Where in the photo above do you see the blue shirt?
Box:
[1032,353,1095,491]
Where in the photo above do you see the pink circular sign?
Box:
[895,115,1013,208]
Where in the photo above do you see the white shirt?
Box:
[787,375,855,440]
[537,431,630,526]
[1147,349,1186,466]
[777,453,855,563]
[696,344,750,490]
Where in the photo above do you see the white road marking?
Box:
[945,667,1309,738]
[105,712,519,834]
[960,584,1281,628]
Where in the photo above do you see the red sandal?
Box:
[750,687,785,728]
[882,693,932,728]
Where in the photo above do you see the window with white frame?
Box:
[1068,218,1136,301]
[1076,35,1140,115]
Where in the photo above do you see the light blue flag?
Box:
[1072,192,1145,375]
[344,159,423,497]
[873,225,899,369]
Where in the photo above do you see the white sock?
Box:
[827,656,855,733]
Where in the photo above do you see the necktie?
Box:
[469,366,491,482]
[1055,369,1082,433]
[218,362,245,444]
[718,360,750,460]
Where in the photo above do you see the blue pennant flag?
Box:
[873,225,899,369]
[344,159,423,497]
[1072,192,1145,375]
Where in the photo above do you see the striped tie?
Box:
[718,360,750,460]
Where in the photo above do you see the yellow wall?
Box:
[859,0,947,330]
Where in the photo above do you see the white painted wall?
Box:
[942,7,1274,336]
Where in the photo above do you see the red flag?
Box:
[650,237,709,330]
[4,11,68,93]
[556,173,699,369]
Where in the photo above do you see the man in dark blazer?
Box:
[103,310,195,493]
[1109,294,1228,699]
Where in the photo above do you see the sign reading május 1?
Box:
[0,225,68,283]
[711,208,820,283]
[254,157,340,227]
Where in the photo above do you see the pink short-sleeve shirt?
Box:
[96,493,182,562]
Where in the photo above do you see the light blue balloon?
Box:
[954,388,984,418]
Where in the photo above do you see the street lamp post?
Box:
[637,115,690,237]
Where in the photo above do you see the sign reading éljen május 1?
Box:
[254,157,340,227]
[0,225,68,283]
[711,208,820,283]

--------------------------------

### Brief
Copy out the whole listing above again, changing every "Box" to "Location" and leaving everything else the same.

### Exercise response
Where in the photo above do you see the blue shirt?
Location:
[1032,353,1095,491]
Where in the photo above do you see the pink circular sign?
Location:
[895,115,1013,208]
Where in the photo above do you see the white shirt?
Location:
[787,375,855,440]
[537,431,630,526]
[1147,349,1186,466]
[777,453,855,563]
[696,344,750,490]
Where in the photo above do you see the white road marking?
Location:
[945,667,1309,738]
[105,712,519,834]
[960,584,1281,628]
Where in the photo above do you see the red sandal?
Location:
[750,687,785,728]
[882,693,932,728]
Where in the photo above do you see the window with white frame?
Location:
[1068,218,1136,301]
[1076,35,1140,115]
Where in the photo above do you see the light blue flag?
Location:
[1072,192,1145,375]
[344,159,423,497]
[873,225,899,369]
Where in the photo above do you see the white sock?
Location:
[827,656,855,733]
Where in the photo above do you see the necktie?
Location:
[469,366,491,482]
[1055,369,1082,433]
[218,362,245,444]
[718,360,750,460]
Where in the photo above do you see the blue pennant flag?
Location:
[873,225,899,369]
[344,159,423,497]
[1072,192,1145,375]
Where in the photo above do you see the striped tie?
Location:
[718,360,750,460]
Where in the photo above do you see the yellow wall?
Location:
[859,0,947,330]
Where in the photo above do you see the white painted wall?
Location:
[942,7,1274,336]
Where in the photo above do you see the red flag?
Location:
[650,237,709,330]
[4,11,68,93]
[556,173,699,369]
Where in the photo above do you see the man in dark blazer?
Location:
[103,310,195,493]
[1109,294,1228,699]
Where in the photo above do you see the sign reading május 1?
Location:
[0,225,68,283]
[711,208,820,283]
[254,157,340,227]
Where in the photo above do you see the pink short-sleeve shirt?
Location:
[96,493,182,562]
Where in the photo above do you see the light blue balloon?
Location:
[954,388,984,418]
Where in the photo above do you see the street lamp post?
Location:
[637,115,690,237]
Where in the photo above do you see the sign reading éljen május 1?
Location:
[254,157,340,227]
[0,225,68,283]
[711,208,820,283]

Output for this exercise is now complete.